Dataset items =

*** Block opens ***

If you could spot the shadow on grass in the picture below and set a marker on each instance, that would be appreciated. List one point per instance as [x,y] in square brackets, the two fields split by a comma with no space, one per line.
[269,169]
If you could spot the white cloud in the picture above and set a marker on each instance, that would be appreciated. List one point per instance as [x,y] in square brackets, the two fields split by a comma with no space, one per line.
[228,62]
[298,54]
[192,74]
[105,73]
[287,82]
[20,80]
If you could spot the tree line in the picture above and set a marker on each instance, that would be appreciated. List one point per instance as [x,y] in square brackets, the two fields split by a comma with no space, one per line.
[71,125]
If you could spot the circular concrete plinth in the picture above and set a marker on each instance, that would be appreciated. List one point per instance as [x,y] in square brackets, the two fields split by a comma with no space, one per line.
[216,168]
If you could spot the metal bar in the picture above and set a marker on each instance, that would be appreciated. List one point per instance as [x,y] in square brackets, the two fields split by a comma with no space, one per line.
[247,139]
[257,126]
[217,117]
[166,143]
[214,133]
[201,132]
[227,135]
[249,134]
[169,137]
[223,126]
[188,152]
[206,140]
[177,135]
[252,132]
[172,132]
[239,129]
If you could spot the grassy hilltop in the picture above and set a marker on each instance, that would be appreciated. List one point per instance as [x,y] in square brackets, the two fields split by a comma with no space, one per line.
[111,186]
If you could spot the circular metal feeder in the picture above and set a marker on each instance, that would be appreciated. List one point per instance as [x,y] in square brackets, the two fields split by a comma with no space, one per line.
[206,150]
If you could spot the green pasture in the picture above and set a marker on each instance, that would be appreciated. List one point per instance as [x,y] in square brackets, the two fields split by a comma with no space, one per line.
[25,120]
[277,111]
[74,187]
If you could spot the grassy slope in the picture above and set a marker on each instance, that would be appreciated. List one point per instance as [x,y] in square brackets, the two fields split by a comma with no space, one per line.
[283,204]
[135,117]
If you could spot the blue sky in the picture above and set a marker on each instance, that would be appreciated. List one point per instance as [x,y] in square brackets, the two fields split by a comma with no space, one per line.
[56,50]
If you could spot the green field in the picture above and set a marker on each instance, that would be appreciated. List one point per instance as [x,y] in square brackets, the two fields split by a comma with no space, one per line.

*** Block closes ***

EXERCISE OBJECTIVE = Give back each entry so that it matches the original word for word.

TASK RESPONSE =
If you could spot the shadow on grass in the picture below and set a marker on each instance, that would be appreciated. List one point per instance as [x,y] in square brackets, the two fields split by a comma with no space, one per line.
[269,169]
If you could spot the white cloud in the picture above and set a marker on each instance, that would be appreciated. List one point per instance as [x,y] in square brackets, the two fields split by a comma with no space, one per line.
[228,62]
[298,54]
[192,74]
[105,73]
[287,82]
[20,80]
If you could spot the tree line in the picture above and set a marker on each instance, that would be appreciated. List one point per instance as [x,y] in square brackets, the two fields split by a comma with no space, one per line.
[71,125]
If you could spot the circular concrete plinth in the picture above and set a marker on each instance, that would be appreciated. List one point per instance as [x,y] in square brackets, the two fields split by a comma with no space, one per line.
[216,168]
If you could spot the metal bar in the picture above and set a marker on each instance, that would be appreciated. List one point per instance as [x,y] in square brackets, the two fields split by a comma with no space, one per line.
[247,139]
[257,126]
[217,117]
[166,143]
[214,133]
[201,132]
[227,135]
[249,134]
[169,137]
[223,126]
[188,152]
[206,140]
[177,135]
[252,132]
[172,132]
[239,129]
If you could spot the grassy hilltop in the picture above and set a marker on each instance, that would be appreciated. List one point per instance as [x,y] in square brackets, the two fields split by a comma with no space, one per line.
[111,186]
If you could spot the circular metal feeder in the picture above and set a marker on each instance, that would be appreciated. List one point per instance as [x,y] in square brackets, the two fields split by a comma with no space, one per line.
[206,150]
If you could spot the green pasture in the picture above and set a marker on each instance, that would be appreciated. List one point per instance as [x,y] in square brackets, the two fields split by a comma with no space, one per line.
[25,120]
[277,111]
[74,187]
If you could spot the grassy slope in the picture above and set a marker on each instance, that would be appreciated. List one point per instance as [x,y] in square brackets, the two fields split by a comma with no space, one per line.
[283,204]
[135,117]
If you could spot the blue sky in the picture above and set a marker on each instance, that would be appreciated. List one point per instance as [x,y] in square brackets, the two fields split by a comma with no space, one per line.
[56,50]
If you could spot the green field in the picture above and set a marker on each instance, that would be appreciated. List one point per instance as [x,y] in square brackets, the two fields split by a comma with no space, one per line.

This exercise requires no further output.